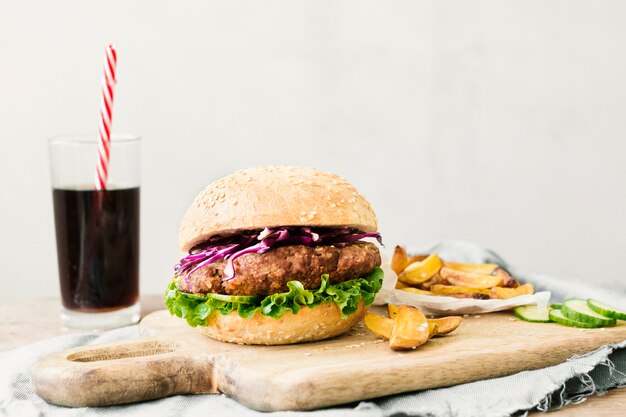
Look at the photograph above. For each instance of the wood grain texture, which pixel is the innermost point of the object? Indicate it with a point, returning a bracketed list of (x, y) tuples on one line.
[(352, 367)]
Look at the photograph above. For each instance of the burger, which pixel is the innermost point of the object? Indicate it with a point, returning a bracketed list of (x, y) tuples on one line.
[(276, 255)]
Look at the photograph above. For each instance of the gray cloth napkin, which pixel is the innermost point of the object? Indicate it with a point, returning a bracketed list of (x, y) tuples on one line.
[(544, 389)]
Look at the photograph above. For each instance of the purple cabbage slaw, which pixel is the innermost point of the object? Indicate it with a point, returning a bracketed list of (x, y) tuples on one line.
[(231, 248)]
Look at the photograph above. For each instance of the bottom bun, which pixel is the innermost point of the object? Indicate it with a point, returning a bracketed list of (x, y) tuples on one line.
[(309, 324)]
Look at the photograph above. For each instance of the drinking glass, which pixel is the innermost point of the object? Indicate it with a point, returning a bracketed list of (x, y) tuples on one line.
[(97, 231)]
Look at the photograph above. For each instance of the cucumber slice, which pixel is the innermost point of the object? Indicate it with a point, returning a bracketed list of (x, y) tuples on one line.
[(606, 310), (557, 316), (578, 310), (241, 299), (532, 313)]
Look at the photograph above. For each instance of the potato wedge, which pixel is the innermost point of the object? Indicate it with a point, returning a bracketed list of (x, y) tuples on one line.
[(455, 289), (504, 293), (410, 329), (484, 269), (379, 325), (392, 310), (507, 279), (437, 279), (416, 291), (401, 285), (432, 330), (446, 325), (470, 279), (417, 258), (419, 272), (436, 327), (399, 259)]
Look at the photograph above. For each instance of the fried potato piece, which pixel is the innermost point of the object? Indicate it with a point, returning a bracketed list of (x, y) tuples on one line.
[(399, 259), (401, 285), (432, 329), (379, 325), (392, 310), (437, 279), (416, 291), (507, 279), (470, 279), (410, 329), (417, 258), (455, 289), (483, 269), (504, 293), (446, 325), (419, 272)]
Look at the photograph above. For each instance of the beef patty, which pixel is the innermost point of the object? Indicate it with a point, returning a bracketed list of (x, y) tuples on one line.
[(268, 273)]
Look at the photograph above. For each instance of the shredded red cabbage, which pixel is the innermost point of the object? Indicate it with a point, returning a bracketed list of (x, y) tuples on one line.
[(230, 248)]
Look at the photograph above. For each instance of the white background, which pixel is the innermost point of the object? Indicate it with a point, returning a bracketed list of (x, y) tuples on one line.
[(497, 122)]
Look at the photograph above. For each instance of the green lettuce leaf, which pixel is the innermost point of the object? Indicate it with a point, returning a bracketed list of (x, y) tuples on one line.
[(347, 295)]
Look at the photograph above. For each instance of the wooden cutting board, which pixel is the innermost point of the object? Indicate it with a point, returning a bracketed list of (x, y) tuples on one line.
[(176, 359)]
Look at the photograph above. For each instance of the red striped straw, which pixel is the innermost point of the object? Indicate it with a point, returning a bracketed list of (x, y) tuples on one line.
[(106, 107)]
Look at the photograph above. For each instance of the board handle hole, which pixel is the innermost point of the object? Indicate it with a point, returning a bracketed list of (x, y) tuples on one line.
[(121, 352)]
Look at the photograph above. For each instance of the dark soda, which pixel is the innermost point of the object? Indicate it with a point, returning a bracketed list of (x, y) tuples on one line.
[(98, 248)]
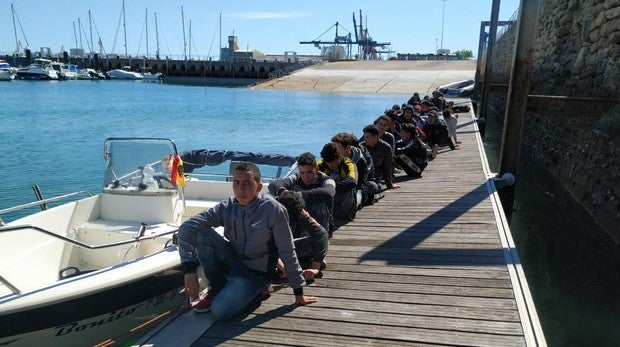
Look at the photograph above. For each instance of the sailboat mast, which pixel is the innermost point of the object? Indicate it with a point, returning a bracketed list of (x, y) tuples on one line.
[(74, 34), (146, 23), (80, 31), (190, 39), (15, 31), (156, 38), (125, 30), (220, 35), (184, 42), (90, 26)]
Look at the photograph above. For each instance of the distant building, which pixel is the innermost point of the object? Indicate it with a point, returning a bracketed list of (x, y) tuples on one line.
[(232, 53)]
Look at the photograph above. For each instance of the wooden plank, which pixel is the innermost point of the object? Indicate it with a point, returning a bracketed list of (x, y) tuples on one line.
[(181, 330)]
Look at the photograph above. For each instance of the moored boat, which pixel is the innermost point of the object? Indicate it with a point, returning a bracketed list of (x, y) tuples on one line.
[(7, 72), (124, 74), (41, 69), (94, 269)]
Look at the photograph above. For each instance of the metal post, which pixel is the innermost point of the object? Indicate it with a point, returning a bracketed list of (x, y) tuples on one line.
[(481, 41), (488, 66), (518, 91)]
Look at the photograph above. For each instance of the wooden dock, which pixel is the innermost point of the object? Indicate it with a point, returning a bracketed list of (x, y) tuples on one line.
[(432, 263)]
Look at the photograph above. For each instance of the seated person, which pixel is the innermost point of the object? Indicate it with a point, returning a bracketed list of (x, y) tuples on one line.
[(381, 154), (411, 152), (437, 133), (348, 147), (451, 121), (315, 187), (310, 238), (383, 124), (344, 172)]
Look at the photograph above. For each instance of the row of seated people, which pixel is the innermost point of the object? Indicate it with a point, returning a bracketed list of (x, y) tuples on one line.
[(351, 174)]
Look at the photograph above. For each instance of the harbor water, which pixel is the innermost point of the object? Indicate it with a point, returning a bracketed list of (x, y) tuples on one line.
[(52, 135), (571, 264)]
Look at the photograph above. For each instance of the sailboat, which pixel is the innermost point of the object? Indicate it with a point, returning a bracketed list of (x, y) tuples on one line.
[(147, 76), (125, 72)]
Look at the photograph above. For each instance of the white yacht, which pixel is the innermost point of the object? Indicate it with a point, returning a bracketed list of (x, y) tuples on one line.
[(65, 71), (7, 72), (41, 69), (124, 74), (99, 269)]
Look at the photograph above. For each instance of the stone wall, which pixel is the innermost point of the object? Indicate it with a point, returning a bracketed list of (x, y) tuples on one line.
[(576, 54)]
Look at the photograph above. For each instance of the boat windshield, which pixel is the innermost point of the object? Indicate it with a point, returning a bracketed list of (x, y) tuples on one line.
[(138, 163)]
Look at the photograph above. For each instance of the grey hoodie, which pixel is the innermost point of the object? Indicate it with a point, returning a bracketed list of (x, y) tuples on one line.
[(251, 230)]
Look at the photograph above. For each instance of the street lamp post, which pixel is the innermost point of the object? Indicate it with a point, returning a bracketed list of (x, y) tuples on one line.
[(443, 13)]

**PROMPT**
Could you repeat every line from the start of the items through the line containing "[(276, 255)]", requests included, with each point coordinate in the answers scaled by 2.5 and rounded to a whole number (halves up), and leave the pictures out?

**EXPECTED ANSWER**
Look at the photograph above. For each instance of the wood grain texture, which pixel is the innermost point of the object? Indicate it with a point, returning a bracketed list of (x, y) tuples on one line.
[(880, 918)]
Look at the photograph above. For each instance of the burger, which pixel is the innermost point of the object? Indicate it with a point, returning a bracketed list of (x, y) tuples on one line.
[(690, 638)]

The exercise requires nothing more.